Fragmento del documento:
Por otra parte, se habla de los
españoles. Se les hace ver en ese territorio, como que después del arrasamiento
contra los pueblos indígenas, no hicieron mucho más, pues, aparte de las
guerras y devastaciones patrocinadas por las fuerzas de la corona, no se
comenta mucho de lo colonial y sus haciendas, sus jesuitas y sus fiestas de Corpus
Christie, San Juan y San Pedro. Mucho menos se habla de esos buscadores de
fortuna también indeseables por la inquisición: Tañedores de guitarra, cantores
de coplas, jugadores de cartas, magos adivinos y hechiceras chismosas;
buhoneros y prostitutas, embaucadores de oficio que se sirvieran de los remiendos
teatrales del siglo de oro: actores echados a menos, declamadores de escarnios
y perpetuadores de los últimos alientos del romance hasta la folía y el
fandango. Apenas, el leve atisbo de un fraile sin cabeza, con todo y cueva, en
pleno centro de Ibagué.
Quiero mentar, que si ya harto se
ignora de las acciones y consecuencias del mestizaje forzado entre los pueblos
indígenas, convertidos en un cuento de las hazañas del cacique Calarcá y otros
cuantos más; y de los españoles, hechos un rumor del siglo XVI, mucho más se
ignora de las gentes traídas del África en calidad de esclavos, y que serían al
fin y al cabo, con su dolor y sometimiento, el aglutinante invisible que ha
cohesionado a una naciente sociedad regional. Es como si nadie quisiera ver el
pegamento que sostiene una vasija fragmentada.
Me sirvo del carángano en esta
ocasión, para hacer memoria, y exponer mi opinión sobre lo que considero una
fuerza psíquica subyacente y presente, que determina buena parte de los
destinos de esas tierras. Fuerza psíquica que está presente en todos los
estamentos de lo identitario tolimense, y que, a mi modo de ver, toma mucha de
su fuerza mágica y subconsciente, de las expectativas cifradas generaciones
atrás, en el amuleto llamado monicongo del que nos relata la maestra Blanca
Álvarez de Parra, aun a sabiendas de que es muy poco probable el hecho de que
alguien lo porte en la actualidad. El cristal por el que se mira la realidad en
esas tierras, ha sido empañado también por los rezos de los bogas negros y
mulatos, porque al río Magdalena le han querido dar imagen de prostitución desde
los tiempos de la Malinche o Atahualpa. Ni qué decir de las maledicencias de
los esclavos en las minas, desde El Sapo hasta La Plata. De los ayes gritados
por los sometidos en las haciendas de Neiva… De los golpes a seis octavos dados
a esa caja militar que robada a algún alférez, rememoraría al ‘Ngoma congo.

Tareas a realizar:
(1) En el texto sobre la identidad tolimense, ¿quién relata lo del amuleto llamado monicongo?
(2) Sigue escribiendo el texto sobre la identidad tolimense justo después de su última oración.

Descripciones de regiones en lenguaje natural

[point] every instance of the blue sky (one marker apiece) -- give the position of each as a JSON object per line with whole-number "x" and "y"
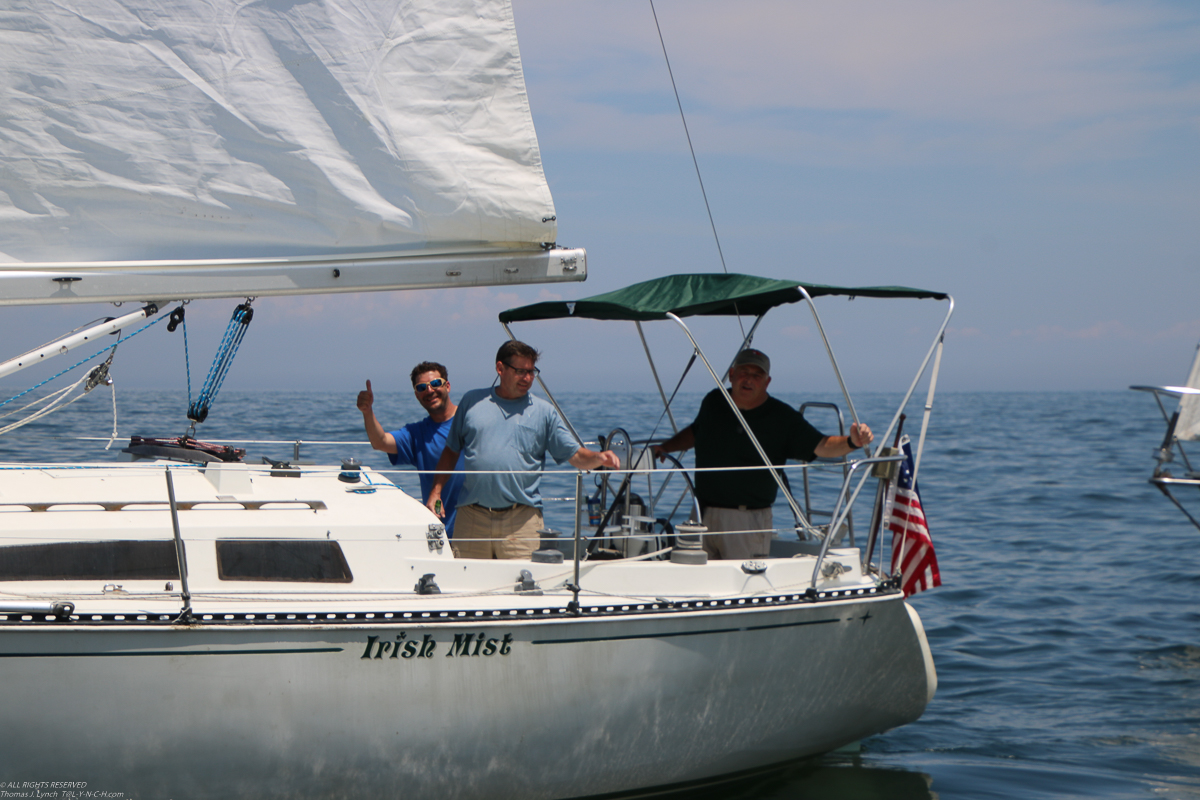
{"x": 1038, "y": 160}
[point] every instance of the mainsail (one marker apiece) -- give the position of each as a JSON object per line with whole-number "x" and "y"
{"x": 1187, "y": 428}
{"x": 168, "y": 149}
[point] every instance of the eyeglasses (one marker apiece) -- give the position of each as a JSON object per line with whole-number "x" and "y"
{"x": 520, "y": 372}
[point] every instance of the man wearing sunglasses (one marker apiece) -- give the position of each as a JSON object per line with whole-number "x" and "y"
{"x": 420, "y": 444}
{"x": 504, "y": 435}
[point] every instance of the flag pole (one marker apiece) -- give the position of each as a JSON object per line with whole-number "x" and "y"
{"x": 880, "y": 498}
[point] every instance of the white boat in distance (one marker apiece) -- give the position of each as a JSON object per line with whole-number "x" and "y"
{"x": 187, "y": 625}
{"x": 1182, "y": 425}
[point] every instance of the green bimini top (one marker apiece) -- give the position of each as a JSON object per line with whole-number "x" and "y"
{"x": 706, "y": 293}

Respuestas:
(1) La maestra Blanca Álvarez de Parra.

(2)
Aparecen constancias notariales,
que dan fe de personas apellidadas Congo y Angola en haciendas del Alto
Magdalena, entre Mariquita y El Hobo. Aparece en esas tierras, un instrumento
musical cuyo nombre porta la misma NG achacable a un hablar kikoNGo: CaráNGano,
CandaNGa, MiloNGa, ChaNGo, CharaNGo, KimbáNGano, CoNGa, CoNGo, KandoNGue,
PaNGo, SanduNGa, TamunaNGue, JurumiNGa, LuaNGo, BoNGó, NeNGón, ChaNGüí…
Tan hacedor de ruidos y músicas
de fiesta para San Juan Bautista el carángano del Tolima, como el carángano que
vuelve a aparecer en los enclaves negros del Barlovento venezolano, tierra que
por mágico desfogue de fuerzas vitales, está consagrada al primo de Jesucristo.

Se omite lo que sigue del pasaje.